*GIVEN PROBLEM*. Print the listing below in its entirety, character for character.

*EXERCISE INPUTS*.
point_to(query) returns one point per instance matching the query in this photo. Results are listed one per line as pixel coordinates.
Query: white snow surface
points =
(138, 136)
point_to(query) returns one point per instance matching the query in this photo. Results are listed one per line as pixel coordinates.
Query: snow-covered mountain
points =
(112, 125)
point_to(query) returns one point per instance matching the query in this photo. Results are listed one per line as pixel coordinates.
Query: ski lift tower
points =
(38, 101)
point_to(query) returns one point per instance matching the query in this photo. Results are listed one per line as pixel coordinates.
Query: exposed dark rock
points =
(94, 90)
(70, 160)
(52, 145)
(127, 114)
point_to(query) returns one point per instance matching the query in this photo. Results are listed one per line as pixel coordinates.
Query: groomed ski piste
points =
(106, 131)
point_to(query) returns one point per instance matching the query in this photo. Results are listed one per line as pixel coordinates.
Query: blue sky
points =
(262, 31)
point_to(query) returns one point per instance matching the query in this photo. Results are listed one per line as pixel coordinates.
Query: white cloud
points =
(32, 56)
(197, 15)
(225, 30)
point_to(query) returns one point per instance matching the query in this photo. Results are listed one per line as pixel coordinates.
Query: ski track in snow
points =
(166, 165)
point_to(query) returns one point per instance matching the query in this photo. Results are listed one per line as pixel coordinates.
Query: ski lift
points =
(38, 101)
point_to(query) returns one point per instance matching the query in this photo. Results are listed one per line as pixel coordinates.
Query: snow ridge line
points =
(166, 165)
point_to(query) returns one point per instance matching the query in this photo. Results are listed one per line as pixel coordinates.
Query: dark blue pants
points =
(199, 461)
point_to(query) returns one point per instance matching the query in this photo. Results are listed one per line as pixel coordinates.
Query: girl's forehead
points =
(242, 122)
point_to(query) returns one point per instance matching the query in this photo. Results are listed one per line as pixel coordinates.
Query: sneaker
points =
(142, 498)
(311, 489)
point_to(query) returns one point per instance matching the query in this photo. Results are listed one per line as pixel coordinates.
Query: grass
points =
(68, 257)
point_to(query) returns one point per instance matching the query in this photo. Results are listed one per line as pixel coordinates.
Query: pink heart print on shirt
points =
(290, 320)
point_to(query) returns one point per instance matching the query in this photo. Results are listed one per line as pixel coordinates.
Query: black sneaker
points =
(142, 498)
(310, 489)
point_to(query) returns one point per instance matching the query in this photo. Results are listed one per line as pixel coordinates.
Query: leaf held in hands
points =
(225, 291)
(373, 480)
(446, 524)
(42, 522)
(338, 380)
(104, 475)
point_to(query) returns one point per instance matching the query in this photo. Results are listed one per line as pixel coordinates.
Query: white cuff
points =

*REPLY*.
point_to(query) returns one point per instance matching the query in this photo. Results are listed one per line as pixel coordinates.
Query: white snow surface
points =
(138, 136)
point_to(query) returns one point per instance matching the query in this photo. Results are listed one per line as pixel coordinates.
Query: snow-covered mountain
points =
(112, 125)
point_to(query) returns one point per instance matching the query in this photo. Results are listed one per line as pixel coordinates.
Query: ski lift tower
points =
(38, 101)
point_to(query) returns one point per instance matching the query in this photo. Results are listed one per line as pixel coordinates.
Query: exposed dark rock
points =
(94, 90)
(70, 160)
(52, 145)
(127, 114)
point_to(query) returns one point per instance matching the query in this photo. Results are listed one per line as pixel coordinates.
Query: groomed ski piste
points =
(106, 131)
point_to(query) returns one point per instance matching the query in this photo. Results are listed one per line as pixel coordinates.
Query: blue sky
points =
(262, 31)
point_to(query) returns one point per instance matching the query in this photo. Results are listed one per line as pixel coordinates.
Query: white cloud
points =
(32, 56)
(197, 15)
(225, 30)
point_to(query) returns one point per instance matching the query in this photo. Results are listed one per line as pixel coordinates.
Query: ski track in snow
points =
(166, 165)
point_to(query) returns one point per instance matching the query in this photo. Results are listed one per line as pixel coordinates.
Query: ski lift
points =
(38, 101)
point_to(query) returns one point per instance matching the query in this photo. Results are listed one per line as pixel coordinates.
Query: snow ridge line
points =
(166, 165)
point_to(query) returns one point per instance matching the query in this photo. Results are listed one per line as pixel coordinates.
Query: dark blue pants
points =
(199, 461)
point_to(query) returns one point per instance matching the query in this photo. Results are listed one per line as pixel coordinates.
Query: girl's forehead
points =
(242, 122)
point_to(query) returns one point per instance matching the query in this photo. Results are listed one per line as pixel coordinates.
Query: sneaker
points =
(142, 498)
(311, 489)
point_to(query) returns one point per instance matching the query in this photo. Results are listed one per line as pixel coordinates.
Query: grass
points =
(68, 257)
point_to(query) returns one point per instance matching the query in this photo. Results are listed one per line as pixel coordinates.
Query: pink heart print on shirt
points =
(290, 320)
point_to(query) returns one point per instance matching the query in this photo. Results are listed one per line as pixel coordinates.
Query: black sneaker
points =
(142, 498)
(310, 489)
point_to(query) returns one point per instance matching the query in this photo. Results are listed one per line as pixel coordinates.
Query: leaf held in hands
points =
(225, 291)
(373, 480)
(446, 524)
(42, 522)
(338, 380)
(104, 475)
point_to(query) returns one point per instance matching the query in this photo. Results are listed one per line as pixel coordinates.
Query: white cuff
points =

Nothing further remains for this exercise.